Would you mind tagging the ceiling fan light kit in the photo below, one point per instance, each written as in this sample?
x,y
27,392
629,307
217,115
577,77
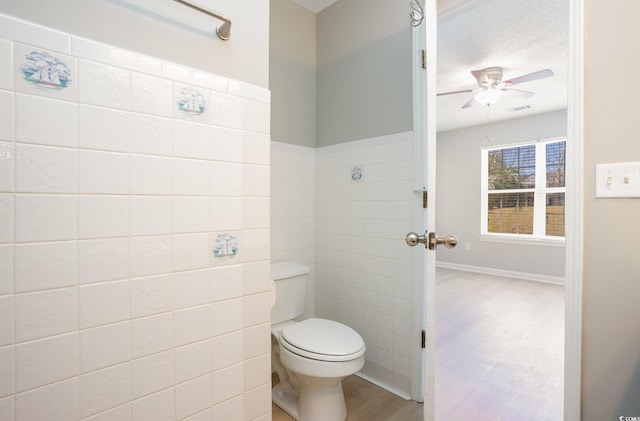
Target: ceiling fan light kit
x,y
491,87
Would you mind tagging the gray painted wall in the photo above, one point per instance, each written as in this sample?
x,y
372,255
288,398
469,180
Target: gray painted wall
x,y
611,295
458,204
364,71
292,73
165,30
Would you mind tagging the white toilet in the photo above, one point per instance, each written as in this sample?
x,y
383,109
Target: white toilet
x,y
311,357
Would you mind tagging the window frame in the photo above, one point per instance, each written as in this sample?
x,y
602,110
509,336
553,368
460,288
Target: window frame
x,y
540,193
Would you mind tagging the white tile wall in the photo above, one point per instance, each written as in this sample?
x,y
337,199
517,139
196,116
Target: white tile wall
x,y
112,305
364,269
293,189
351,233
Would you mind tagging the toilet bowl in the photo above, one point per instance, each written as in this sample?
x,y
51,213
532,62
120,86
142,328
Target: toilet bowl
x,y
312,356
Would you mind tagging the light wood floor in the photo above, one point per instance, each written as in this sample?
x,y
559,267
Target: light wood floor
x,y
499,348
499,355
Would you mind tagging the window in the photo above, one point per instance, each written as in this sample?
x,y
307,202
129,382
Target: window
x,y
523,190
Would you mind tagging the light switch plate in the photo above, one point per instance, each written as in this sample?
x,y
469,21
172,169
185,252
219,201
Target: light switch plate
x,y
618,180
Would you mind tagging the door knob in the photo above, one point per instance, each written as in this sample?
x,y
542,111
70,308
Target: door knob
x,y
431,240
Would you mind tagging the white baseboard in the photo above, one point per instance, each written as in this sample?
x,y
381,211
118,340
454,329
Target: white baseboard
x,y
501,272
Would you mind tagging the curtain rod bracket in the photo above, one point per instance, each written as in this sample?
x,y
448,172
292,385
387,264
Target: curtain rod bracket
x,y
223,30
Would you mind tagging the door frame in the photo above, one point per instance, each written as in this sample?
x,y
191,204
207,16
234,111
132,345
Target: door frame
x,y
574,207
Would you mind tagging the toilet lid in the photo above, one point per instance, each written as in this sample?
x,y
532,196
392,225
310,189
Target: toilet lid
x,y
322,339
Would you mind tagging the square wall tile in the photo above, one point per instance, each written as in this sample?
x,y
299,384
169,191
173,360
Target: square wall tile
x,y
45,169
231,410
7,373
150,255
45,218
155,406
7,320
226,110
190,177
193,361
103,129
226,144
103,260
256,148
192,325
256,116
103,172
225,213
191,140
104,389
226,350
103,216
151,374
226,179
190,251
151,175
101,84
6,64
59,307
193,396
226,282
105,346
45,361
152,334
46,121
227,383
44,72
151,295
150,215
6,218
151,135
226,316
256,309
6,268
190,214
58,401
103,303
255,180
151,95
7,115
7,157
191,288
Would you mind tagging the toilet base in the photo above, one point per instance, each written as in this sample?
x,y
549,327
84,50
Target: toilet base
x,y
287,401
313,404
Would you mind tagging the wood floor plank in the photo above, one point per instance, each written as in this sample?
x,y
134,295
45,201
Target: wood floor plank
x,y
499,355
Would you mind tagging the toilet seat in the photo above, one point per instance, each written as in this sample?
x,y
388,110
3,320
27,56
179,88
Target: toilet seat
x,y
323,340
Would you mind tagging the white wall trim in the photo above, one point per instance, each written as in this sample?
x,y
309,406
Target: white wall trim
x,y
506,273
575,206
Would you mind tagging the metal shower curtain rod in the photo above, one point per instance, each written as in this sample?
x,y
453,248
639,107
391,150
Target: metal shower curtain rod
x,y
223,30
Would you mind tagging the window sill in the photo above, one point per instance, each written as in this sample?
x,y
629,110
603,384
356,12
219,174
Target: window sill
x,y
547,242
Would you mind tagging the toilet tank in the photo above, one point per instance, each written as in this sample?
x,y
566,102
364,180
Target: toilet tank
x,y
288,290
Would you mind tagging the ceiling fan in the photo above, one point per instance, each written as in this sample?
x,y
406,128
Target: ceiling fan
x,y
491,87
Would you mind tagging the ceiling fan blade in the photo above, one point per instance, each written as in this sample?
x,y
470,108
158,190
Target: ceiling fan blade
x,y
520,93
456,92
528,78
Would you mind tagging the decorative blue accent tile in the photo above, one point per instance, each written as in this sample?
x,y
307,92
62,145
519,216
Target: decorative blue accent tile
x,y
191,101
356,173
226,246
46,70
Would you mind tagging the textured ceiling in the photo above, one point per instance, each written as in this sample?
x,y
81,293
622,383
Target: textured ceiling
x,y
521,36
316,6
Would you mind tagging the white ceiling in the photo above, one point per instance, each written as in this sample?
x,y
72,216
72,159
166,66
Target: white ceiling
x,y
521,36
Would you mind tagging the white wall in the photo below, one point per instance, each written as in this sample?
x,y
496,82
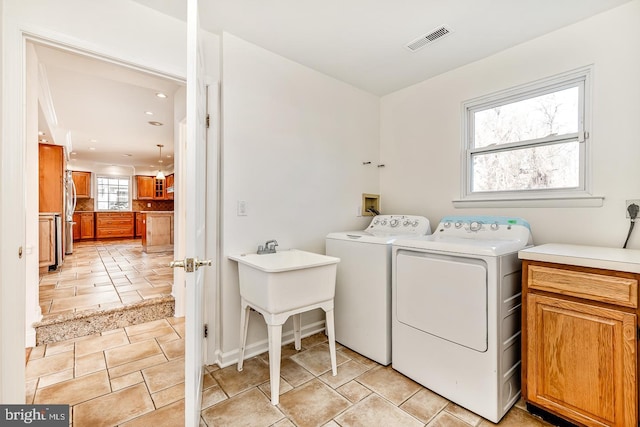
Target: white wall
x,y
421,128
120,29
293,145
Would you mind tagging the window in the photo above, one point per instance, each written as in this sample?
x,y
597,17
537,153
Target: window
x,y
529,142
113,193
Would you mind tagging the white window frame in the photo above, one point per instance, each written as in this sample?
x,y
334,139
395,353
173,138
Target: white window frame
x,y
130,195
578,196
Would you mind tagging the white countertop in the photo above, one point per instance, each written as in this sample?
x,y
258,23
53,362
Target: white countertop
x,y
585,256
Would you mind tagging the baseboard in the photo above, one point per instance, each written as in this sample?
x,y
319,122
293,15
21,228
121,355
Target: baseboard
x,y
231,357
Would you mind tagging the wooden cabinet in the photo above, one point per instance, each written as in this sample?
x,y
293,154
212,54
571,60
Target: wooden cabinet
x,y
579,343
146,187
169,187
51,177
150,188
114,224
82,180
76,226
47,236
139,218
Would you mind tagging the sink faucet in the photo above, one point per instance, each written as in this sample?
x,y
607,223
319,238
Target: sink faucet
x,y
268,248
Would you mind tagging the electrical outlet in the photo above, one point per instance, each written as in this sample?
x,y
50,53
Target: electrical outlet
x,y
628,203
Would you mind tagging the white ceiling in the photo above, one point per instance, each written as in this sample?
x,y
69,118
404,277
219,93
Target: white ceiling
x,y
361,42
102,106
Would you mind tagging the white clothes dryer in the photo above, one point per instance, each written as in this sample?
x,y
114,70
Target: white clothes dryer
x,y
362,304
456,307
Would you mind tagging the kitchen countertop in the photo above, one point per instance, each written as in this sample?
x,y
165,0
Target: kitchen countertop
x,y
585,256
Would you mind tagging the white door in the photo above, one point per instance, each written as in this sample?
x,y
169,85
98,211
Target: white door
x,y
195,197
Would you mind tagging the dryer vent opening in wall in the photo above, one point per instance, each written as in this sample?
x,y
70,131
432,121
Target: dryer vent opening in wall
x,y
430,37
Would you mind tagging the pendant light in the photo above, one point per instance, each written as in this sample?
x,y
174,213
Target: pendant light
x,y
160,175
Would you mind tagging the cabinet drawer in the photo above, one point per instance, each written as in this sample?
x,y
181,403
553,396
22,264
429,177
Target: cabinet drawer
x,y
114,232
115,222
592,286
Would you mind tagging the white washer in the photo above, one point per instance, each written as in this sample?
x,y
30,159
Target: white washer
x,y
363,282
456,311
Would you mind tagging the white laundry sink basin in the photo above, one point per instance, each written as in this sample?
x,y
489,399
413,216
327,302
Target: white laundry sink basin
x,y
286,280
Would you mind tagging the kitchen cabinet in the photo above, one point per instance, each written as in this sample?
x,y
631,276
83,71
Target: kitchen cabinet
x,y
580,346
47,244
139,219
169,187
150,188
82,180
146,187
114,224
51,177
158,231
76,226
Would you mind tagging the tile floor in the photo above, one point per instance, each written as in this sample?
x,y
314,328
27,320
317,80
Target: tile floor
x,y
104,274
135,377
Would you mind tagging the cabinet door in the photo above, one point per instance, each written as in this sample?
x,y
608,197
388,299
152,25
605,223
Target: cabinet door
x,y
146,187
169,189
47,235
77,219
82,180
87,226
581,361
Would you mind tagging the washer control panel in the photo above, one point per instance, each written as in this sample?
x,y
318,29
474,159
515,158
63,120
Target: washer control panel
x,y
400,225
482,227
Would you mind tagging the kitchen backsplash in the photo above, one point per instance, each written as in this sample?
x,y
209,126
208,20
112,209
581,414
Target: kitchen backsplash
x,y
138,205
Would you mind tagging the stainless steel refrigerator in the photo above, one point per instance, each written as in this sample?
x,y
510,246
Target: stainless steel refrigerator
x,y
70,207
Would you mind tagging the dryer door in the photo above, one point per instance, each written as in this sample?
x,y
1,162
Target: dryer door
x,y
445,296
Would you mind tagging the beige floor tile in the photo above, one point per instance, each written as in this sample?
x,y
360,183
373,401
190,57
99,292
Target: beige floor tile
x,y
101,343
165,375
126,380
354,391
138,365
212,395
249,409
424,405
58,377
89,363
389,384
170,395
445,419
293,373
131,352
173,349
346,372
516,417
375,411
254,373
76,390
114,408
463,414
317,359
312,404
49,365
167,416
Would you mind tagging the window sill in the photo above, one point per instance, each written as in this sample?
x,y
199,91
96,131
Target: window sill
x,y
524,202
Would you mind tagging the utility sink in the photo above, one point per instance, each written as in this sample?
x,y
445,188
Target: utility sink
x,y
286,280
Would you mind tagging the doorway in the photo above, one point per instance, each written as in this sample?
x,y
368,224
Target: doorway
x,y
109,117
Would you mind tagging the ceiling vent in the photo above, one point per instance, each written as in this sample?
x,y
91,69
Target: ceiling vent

........

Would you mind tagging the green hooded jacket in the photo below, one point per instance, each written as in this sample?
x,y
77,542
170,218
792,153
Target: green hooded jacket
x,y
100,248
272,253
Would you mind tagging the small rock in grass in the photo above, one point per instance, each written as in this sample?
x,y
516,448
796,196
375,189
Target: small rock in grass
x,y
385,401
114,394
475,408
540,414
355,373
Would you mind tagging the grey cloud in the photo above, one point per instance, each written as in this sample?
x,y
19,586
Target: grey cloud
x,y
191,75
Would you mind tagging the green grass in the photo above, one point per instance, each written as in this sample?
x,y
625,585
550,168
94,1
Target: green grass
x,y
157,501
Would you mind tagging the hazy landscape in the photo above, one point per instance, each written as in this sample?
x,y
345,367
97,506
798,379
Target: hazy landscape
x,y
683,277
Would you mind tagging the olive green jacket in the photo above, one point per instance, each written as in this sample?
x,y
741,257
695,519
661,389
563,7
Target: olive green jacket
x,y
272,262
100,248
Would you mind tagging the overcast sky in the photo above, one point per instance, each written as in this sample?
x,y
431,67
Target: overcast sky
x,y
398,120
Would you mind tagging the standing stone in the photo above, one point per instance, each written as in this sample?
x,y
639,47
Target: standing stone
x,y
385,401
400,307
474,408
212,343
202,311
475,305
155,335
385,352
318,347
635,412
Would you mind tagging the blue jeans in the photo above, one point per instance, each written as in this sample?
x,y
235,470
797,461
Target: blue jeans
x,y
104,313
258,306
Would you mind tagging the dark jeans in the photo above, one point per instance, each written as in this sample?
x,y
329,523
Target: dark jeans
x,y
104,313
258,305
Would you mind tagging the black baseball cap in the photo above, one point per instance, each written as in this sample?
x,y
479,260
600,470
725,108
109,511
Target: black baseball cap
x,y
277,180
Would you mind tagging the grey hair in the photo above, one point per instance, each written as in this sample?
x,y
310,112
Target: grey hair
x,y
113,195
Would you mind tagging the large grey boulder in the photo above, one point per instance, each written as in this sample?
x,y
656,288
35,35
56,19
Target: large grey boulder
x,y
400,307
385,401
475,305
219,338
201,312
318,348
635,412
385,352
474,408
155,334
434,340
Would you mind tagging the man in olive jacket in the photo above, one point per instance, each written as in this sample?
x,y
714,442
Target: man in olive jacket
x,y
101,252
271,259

........

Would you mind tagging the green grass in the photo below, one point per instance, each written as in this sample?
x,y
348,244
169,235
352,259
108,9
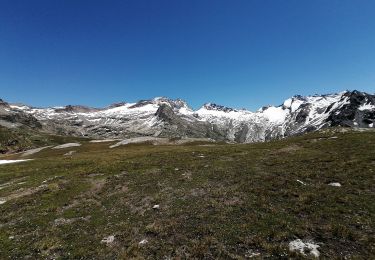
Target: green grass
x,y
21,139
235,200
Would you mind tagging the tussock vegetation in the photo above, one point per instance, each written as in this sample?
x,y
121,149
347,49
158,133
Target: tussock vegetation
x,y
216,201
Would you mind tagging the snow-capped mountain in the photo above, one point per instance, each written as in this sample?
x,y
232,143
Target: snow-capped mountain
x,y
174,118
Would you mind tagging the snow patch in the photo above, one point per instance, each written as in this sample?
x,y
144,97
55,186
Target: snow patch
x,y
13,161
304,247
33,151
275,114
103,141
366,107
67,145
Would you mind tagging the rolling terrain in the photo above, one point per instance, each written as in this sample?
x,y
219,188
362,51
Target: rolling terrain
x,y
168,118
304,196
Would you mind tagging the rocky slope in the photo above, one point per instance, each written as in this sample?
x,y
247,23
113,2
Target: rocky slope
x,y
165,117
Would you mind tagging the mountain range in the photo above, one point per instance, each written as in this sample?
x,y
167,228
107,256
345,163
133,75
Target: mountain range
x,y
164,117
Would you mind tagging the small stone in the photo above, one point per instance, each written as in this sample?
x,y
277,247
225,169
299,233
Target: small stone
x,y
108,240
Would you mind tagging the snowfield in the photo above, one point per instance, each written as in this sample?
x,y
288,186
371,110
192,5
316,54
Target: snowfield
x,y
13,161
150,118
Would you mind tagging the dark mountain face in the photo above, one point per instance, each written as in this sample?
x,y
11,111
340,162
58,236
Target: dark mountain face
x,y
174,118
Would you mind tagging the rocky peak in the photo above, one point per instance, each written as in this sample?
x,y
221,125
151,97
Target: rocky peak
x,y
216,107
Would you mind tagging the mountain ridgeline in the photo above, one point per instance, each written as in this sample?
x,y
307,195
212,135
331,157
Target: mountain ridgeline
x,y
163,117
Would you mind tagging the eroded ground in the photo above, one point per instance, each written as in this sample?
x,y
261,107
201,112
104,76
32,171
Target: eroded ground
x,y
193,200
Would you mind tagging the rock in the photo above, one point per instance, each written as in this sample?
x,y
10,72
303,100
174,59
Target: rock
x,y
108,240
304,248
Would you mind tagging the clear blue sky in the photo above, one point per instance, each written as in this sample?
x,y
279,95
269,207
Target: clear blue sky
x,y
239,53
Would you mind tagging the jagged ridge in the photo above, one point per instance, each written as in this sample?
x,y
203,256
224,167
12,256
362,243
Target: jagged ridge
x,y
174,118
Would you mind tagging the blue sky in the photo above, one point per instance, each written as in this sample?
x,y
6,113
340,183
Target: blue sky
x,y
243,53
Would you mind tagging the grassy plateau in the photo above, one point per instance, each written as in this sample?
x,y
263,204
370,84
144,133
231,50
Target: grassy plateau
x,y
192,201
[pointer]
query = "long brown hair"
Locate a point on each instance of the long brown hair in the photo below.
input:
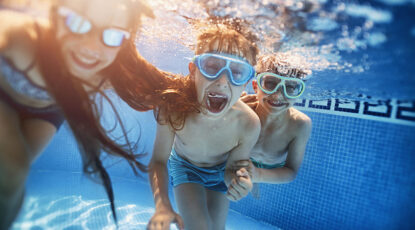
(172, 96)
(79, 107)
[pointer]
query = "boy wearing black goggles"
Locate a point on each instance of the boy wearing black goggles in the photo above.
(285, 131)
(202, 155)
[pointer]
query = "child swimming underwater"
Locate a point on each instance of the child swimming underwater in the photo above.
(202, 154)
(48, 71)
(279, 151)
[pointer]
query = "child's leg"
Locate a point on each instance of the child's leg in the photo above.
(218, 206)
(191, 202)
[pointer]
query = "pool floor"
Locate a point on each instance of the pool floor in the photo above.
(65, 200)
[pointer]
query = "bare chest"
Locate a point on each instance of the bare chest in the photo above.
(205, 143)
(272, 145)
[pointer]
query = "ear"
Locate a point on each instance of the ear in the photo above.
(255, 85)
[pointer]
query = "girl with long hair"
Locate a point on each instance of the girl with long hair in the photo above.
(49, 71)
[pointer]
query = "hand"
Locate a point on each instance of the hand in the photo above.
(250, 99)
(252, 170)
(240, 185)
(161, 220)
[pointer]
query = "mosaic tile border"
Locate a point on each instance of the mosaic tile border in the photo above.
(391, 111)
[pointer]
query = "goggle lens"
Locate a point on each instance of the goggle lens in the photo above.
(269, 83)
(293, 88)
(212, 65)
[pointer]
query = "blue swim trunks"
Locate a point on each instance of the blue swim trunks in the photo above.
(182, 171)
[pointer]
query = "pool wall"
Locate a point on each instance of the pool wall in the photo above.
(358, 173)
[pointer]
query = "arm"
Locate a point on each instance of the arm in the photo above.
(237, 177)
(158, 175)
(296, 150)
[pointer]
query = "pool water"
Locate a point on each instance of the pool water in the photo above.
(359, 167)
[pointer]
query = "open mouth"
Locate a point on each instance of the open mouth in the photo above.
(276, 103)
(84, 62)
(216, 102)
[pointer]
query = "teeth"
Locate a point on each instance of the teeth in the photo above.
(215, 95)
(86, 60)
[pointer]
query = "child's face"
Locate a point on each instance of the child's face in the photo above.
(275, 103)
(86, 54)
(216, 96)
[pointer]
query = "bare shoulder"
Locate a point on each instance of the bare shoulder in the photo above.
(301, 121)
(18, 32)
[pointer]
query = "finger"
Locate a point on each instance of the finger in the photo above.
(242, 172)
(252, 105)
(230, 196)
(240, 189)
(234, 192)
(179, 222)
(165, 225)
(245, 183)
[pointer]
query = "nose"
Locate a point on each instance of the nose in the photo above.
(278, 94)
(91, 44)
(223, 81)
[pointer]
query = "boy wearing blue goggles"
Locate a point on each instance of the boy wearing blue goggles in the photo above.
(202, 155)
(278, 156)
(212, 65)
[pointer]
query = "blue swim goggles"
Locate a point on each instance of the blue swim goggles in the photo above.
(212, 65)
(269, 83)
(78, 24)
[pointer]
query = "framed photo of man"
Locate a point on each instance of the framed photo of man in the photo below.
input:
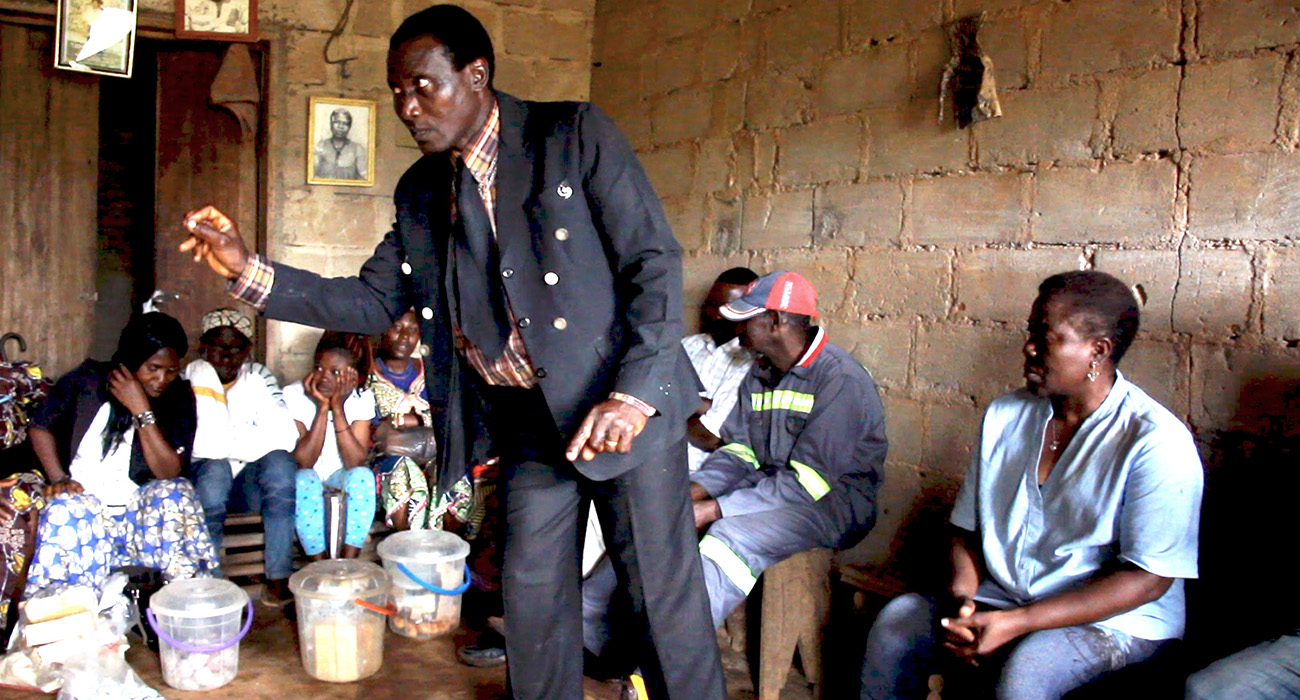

........

TO BE DONE:
Present the lines of the rows above, from the one containing "Would you mind tagging the kitchen backsplash" through the one containing "Target: ceiling vent", both ends included, as a numbered list, omitting any blank lines.

RESULT FOR THIS EXERCISE:
1. Would you mind tagging the kitchen backsplash in the photo above, one point per instance, each written as in this sample?
2. x,y
3. 209,126
4. 208,20
5. 112,209
6. 581,414
7. Target: kitchen backsplash
8. x,y
9. 138,205
10. Would you mind tagging the stainless steel refrigerator in the photo above, one point per instance, each written as in this sample?
11. x,y
12. 510,246
13. Target: stainless steel refrigerator
14. x,y
15. 70,207
16. Would you mind tagging the dryer door in the photo above, one point per instance, each written as in this sample?
17. x,y
18. 1,162
19. Target: dryer door
20. x,y
21. 445,296
22. Would you mind tagging the beige floor tile in the photo above, one point per instance, each written as in this sample?
23. x,y
24. 360,183
25. 373,401
26. 190,57
27. 99,292
28. Target: beige floor tile
29. x,y
30. 101,343
31. 165,375
32. 126,380
33. 354,391
34. 138,365
35. 212,395
36. 249,409
37. 424,405
38. 58,377
39. 89,363
40. 389,384
41. 170,395
42. 445,419
43. 293,373
44. 131,352
45. 173,349
46. 346,372
47. 516,417
48. 375,411
49. 254,373
50. 76,390
51. 114,408
52. 463,414
53. 317,359
54. 312,404
55. 49,365
56. 167,416
57. Would you mind tagging the window sill in the photo above, one point per instance, each written as in this sample?
58. x,y
59. 199,91
60. 96,131
61. Target: window sill
62. x,y
63. 524,202
64. Would you mind tagging the utility sink in the photo above, one point per instance, each written as in this sample?
65. x,y
66. 445,188
67. Target: utility sink
68. x,y
69. 286,280
70. Would you mind tagging the doorway in the photo above, one point per instance, each written as in this sample?
71. x,y
72. 368,224
73. Target: doorway
74. x,y
75. 109,117
76. Would you mind tagging the ceiling vent in the photo above, one point per instance, each written as in this sample?
77. x,y
78. 91,69
79. Target: ceiling vent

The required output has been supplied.